◆ **WHAT TO DO**: What's needed is a full, exact retyping of the records.

◆ **RECORDED DATA**:
* * *
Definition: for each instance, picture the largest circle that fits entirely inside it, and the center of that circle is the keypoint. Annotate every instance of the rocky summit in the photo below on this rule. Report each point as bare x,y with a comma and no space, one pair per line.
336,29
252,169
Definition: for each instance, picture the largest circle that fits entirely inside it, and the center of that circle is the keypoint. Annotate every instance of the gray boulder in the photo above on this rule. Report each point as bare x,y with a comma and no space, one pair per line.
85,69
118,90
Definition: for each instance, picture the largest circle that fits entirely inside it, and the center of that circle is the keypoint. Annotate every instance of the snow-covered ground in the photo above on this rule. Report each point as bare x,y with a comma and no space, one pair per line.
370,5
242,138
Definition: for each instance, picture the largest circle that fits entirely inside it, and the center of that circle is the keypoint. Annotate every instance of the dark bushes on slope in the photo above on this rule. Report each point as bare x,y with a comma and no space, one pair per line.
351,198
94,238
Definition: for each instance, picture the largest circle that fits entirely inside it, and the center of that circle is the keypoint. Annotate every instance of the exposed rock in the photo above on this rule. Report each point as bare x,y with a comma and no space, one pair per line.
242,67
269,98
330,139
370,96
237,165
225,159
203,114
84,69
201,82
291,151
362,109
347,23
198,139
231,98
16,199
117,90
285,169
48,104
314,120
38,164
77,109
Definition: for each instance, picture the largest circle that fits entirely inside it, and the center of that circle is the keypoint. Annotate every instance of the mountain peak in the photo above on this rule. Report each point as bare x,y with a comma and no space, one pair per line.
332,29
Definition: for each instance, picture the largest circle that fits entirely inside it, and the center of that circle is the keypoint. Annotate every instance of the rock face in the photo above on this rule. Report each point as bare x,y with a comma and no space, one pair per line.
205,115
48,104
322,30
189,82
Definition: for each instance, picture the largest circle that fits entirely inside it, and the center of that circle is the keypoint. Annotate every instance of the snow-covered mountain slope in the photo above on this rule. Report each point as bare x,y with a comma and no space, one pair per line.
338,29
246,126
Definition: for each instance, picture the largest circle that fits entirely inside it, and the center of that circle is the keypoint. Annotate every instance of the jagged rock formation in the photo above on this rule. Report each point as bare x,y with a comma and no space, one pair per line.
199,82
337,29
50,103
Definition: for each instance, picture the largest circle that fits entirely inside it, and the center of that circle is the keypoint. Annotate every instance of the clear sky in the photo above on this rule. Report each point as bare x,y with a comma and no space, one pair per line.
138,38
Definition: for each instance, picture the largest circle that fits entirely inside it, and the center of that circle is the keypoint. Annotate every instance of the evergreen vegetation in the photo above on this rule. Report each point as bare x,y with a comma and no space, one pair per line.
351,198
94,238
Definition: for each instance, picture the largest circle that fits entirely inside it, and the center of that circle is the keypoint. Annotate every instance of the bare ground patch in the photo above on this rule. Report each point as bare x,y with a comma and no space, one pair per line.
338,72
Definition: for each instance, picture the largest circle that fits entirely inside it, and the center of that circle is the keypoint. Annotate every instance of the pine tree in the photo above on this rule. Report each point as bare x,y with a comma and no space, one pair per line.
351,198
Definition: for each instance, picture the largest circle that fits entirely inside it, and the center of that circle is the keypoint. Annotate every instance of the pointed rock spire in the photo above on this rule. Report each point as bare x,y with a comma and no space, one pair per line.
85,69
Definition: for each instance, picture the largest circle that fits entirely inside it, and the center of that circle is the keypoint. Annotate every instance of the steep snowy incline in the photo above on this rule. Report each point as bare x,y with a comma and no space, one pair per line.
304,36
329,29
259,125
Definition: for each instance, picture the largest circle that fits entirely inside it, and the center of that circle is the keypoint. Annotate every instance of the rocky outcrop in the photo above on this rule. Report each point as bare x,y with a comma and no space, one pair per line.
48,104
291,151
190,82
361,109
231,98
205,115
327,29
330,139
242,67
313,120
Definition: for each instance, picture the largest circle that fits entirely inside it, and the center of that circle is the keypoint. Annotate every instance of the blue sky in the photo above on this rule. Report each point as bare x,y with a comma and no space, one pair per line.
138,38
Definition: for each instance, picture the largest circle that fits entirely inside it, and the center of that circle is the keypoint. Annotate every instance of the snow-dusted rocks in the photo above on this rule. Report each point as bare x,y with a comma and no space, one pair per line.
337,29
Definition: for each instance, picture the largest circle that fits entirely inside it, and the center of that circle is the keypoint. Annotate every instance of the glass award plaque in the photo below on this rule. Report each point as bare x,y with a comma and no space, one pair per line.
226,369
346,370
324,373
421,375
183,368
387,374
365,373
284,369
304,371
* * *
◆ **TASK SOLUTION**:
Definition: for each instance, picture the largest circle that fits entirely inside it, and the center of that circle is the keypoint. Annotate every instance of the rocky summit in the photo below on this rule. Report each point as bare x,y with a comma and no space, one pair per line.
336,29
252,169
Definition: for each instance, picture the largest circle that fits entirely inside it, and the center of that circle is the keypoint. Annotate every instance of the gray boulder in the photo above on this rule. Report each point as bare x,y with a comma and no space, one pair per line.
85,69
118,90
Definition: for each instance, picture the largest circle that fits entirely inside it, and the center of that circle is the keypoint. Annotate every instance of the snow-covered ground in the photo above on this rule. Report each point as bare x,y with a comma and no space, one pair per line.
370,5
242,138
Definition: for each instance, picture the largest circle that fits entirely inside it, and the center of that circle is the keypoint. Annotate every instance of the dark bushes on slope in the photo above on this rule. Report each point as bare x,y with a comma and no space, one pair per line.
351,198
94,238
Definition: for each instance, picture the largest circle that fits entirely inside it, and the center of that circle is the keypoint. Annotate every instance of the exposed rock in the photo above on this rule. Report each point as bare x,y with a comma and no space, one pair per line.
242,67
269,98
330,139
370,96
237,165
225,159
203,114
84,69
201,82
291,151
362,109
347,23
198,139
231,98
16,199
117,90
285,169
48,104
314,120
38,164
77,109
Definition: for each instance, picture the largest circle that fits entirely inside it, and the center of that circle is the keypoint. Annotate every instance of the mountain peak in the photo above on this rule. Report each point as bare x,y with a comma and no space, one pair per line.
332,29
Definition: for each instance, picture the largest circle that fits entirely inside it, and the center of that circle is the keypoint. Annotate every instance of the rock face in the photo above on this rule. Report each point as bare x,y with a comma and no space, one pair per line.
205,115
48,104
322,30
189,82
Definition: for each instance, picture the largest circle that fits entirely inside it, and the center of that circle is the keypoint. Annotate every instance of the snow-covered mountain slope in the photo above on this rule. Report each point as bare x,y with a comma and no space, one pair per line.
338,29
246,126
Definition: for each instance, picture the largest circle that fits entirely inside it, and the center of that circle is the keypoint. Annotate every instance of the jagged rock formation in the photo above on this rule. Report each point as bare x,y with a comma and no space, one pair per line.
199,82
337,29
50,103
Definition: for each instance, picture the largest circle that fits entirely inside it, and the center of that circle is the keypoint. Annotate every instance of the clear sky in the photo above on this rule. Report each point as bare x,y with a comma and no space, one pair per line.
138,38
Definition: for each instance, picture the largest circle that fits entirely inside it, and the center of that circle is the keypoint. Annotate every instance of the evergreen vegetation in the photo above on this rule. Report each point as bare x,y with a comma and no space, one pair per line.
351,198
94,238
Definition: for each instance, picture the largest circle that fits entirely inside it, and the center of that circle is the keypoint. Annotate every instance of the bare ground patch in the photo above on this rule. Report each point as bare x,y with a comma and no space, one pair per line.
338,72
Definition: for each instance, picture the largest circle that fits entirely inside it, and the center of that circle is the keypoint. Annotate every instance of the pine tree in the photo above on this rule. Report each point as bare x,y with a comma and no space, one pair per line.
351,198
Definition: for each instance, picture the largest circle that fits entirely inside it, and the center of that circle is the keypoint. Annotate every instance of the pointed rock spire in the photo above on this rule. Report each point as bare x,y with a comma and no space, one pair per line.
85,69
Definition: for each instance, picture the largest circle that fits entirely inside it, and the center of that circle is the keypoint. Annotate every instance of the steep snowy incline in the photo above on this rule. Report each point as bare x,y with a comma and no space, one pair per line.
304,36
329,29
259,125
Definition: for each instance, picture the largest circle that fits entirely inside it, and the center of that circle is the keypoint. Annotate every instance of the rocky outcrop in the photo above on this rule. Report each point as bare x,y with a comma and no space, one pair per line.
48,104
291,151
190,82
361,109
231,98
205,115
327,29
330,139
242,67
313,120
Definition: for each instance, picture the largest circle that fits entirely inside it, and the center of that circle is the keypoint. Annotate every instance of the blue sky in the photo above on this rule. Report each point as bare x,y with a comma and no space, one pair per line.
138,38
Definition: for each instance, picture the largest circle that fits entirely inside it, and the center of that circle is the keypoint. Annotate every instance of the snow-dusted rocks in the photo above on this rule. Report each point as bare x,y with a comma and no space, one pair per line.
337,29
Definition: for each instance, picture the largest circle that fits entirely inside it, and the center of that circle is the keypoint. Annotate every instance of the glass award plaque in the photo below on this rule. Report each point as bare x,y with a comma and no space, one pair per line.
226,369
346,370
324,373
421,375
183,368
387,374
365,373
284,369
304,371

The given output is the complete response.